(Data excerpts)
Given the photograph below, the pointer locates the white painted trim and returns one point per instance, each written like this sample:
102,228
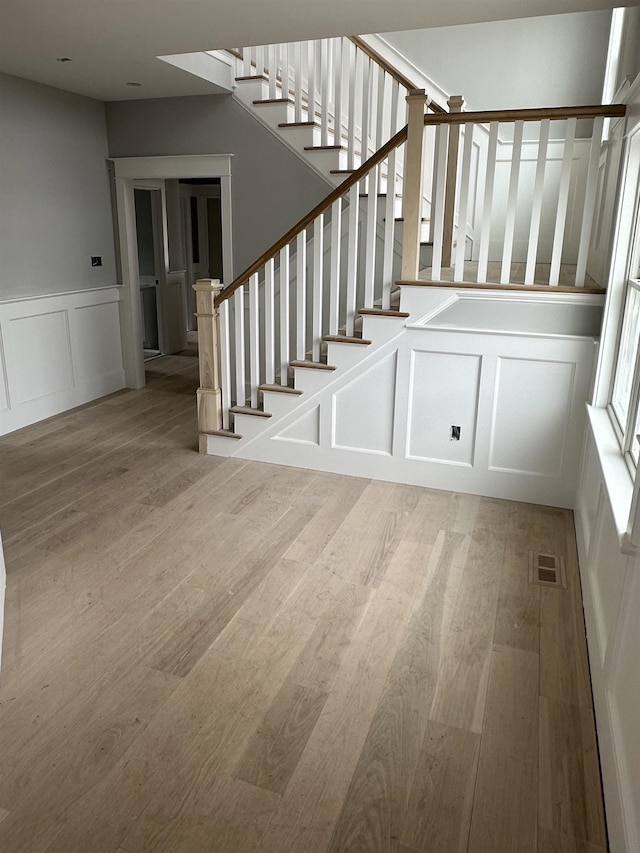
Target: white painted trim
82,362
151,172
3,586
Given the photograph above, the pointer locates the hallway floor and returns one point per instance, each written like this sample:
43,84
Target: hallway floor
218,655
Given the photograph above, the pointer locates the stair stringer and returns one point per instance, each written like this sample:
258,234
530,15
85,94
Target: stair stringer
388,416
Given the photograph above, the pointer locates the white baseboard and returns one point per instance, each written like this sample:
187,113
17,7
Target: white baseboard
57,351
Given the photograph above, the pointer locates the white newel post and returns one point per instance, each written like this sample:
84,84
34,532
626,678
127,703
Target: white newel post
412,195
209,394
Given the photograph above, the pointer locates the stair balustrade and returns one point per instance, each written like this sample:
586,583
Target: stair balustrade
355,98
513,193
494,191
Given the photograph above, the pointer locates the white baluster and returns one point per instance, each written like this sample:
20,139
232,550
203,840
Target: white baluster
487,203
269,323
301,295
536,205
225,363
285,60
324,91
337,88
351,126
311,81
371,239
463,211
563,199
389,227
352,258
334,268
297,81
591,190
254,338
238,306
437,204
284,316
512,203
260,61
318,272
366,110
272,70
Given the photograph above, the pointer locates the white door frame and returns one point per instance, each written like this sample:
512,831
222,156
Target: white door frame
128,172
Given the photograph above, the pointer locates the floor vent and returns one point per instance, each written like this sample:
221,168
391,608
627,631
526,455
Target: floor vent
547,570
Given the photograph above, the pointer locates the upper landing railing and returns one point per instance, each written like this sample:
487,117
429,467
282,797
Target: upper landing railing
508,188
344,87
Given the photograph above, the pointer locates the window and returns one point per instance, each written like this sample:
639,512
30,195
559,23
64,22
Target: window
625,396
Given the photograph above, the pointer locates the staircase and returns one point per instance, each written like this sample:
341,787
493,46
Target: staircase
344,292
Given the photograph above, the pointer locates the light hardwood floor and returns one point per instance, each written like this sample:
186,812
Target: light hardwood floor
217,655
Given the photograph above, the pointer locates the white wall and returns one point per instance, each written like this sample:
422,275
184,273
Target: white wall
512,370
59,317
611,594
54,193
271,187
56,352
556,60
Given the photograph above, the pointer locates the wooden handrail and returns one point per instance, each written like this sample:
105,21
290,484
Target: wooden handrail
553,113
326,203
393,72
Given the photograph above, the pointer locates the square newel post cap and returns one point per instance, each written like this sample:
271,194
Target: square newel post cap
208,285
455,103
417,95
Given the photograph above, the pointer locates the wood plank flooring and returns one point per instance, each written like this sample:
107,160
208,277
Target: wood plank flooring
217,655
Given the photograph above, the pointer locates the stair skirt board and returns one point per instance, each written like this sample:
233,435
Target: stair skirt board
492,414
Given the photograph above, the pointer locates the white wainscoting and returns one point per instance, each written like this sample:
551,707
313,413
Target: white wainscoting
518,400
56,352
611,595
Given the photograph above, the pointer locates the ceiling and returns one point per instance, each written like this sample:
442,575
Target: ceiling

Work to be completed -
Output the entries above exactly as given, but strip out the pictures.

Result for this exercise -
Given the photograph below, the pointer locates the white painted trim and returns one point per instance, each written like this sample:
102,228
Target: white painted trim
82,362
151,172
3,586
Given the photograph above, the pointer locates the hallway floor and returns one point per instance, each written like this sample:
43,84
Target: hallway floor
218,655
Given the photograph above, the pointer locates the stair stringer and returns one point per instance, each written like this sample:
258,234
530,15
85,94
Target: stair stringer
388,416
Given the photograph above, the pointer locates the white baseboard and returns one point per instance, each written like this sample:
187,113
17,7
Target: white baseboard
57,351
Given the photograph above, the pointer locates the white newel post and returns one point per instance, each written like this sample:
84,84
34,532
626,678
127,703
Target: white newel post
412,195
209,394
Given the photograph above, the pointer locates the stair balustrade and returns one point per instance, each written like this sample:
586,583
Target: stair balustrade
355,98
513,193
494,191
Given the photograph above, the pointer locates the white baluster and returns one point per instance, each written like this sample:
20,139
232,550
203,840
Target: white baluster
487,203
269,323
301,295
536,205
225,363
285,60
324,91
337,88
351,126
311,81
371,239
463,211
563,199
389,227
352,258
334,268
297,81
591,190
254,338
238,306
437,204
284,316
512,203
260,61
318,272
366,110
272,70
Given the photograph above, the pointer locates the white door frame and returns one point per instance, each written like this sample:
512,831
222,156
Target: white door frame
128,172
Given the photograph above, the pointer locates the floor vent and returns one point per instance, each written like this sample:
221,168
391,608
627,631
526,455
Target: floor vent
547,570
Given the photograph above, the pointer locates the upper landing railing and returns one point per instance, each written like this sample:
487,117
429,467
282,797
Target: upper landing railing
508,188
344,87
Given the photograph above, the pointer locates the window and returns one point per instance, each written like this sample:
639,512
30,195
559,23
64,22
Target: window
625,396
Given the photograph above, the pointer locates the staircase and returns one point per instance, each written like this sample:
341,787
493,46
Target: staircase
344,292
Given the photograph above, the pointer locates the light hardwood floor and returns one point per instance, each written like this sample:
186,812
Target: light hardwood floor
217,655
Given the photograph above, the pointer locates the white wall and returns one point per instance, each written like this sample:
422,275
184,273
Target: white wall
512,370
59,317
611,594
54,193
271,187
56,352
556,60
Given the photograph above, the pointer locates the wooden handrail and returns one point per instance, each written like this sample:
105,21
290,484
Target: wooden handrail
553,113
326,203
393,72
Given the photograph above, the pointer locates the square newel post cap and returns one point per instance, each written like this sample:
271,194
Target: square newel post cap
208,285
455,103
417,95
Given the photograph above, the pointer locates the wood plank flooring and returns one point per instance, each written like this sample:
107,160
208,277
Target: wood plank flooring
217,655
Given the photograph above, the pointer locates the stair skirt board and returns one point per instance, each written like this sample:
233,435
Target: stair skirt board
492,414
Given the photograph above, the pointer locates the white wainscoting and returns one point per instance, each written like this sample:
551,707
313,413
Target: white wainscoting
518,400
56,352
611,595
Given the photograph above, the pointer locates the ceiling and returns one point per instance, each written like this sample:
442,575
Target: ceiling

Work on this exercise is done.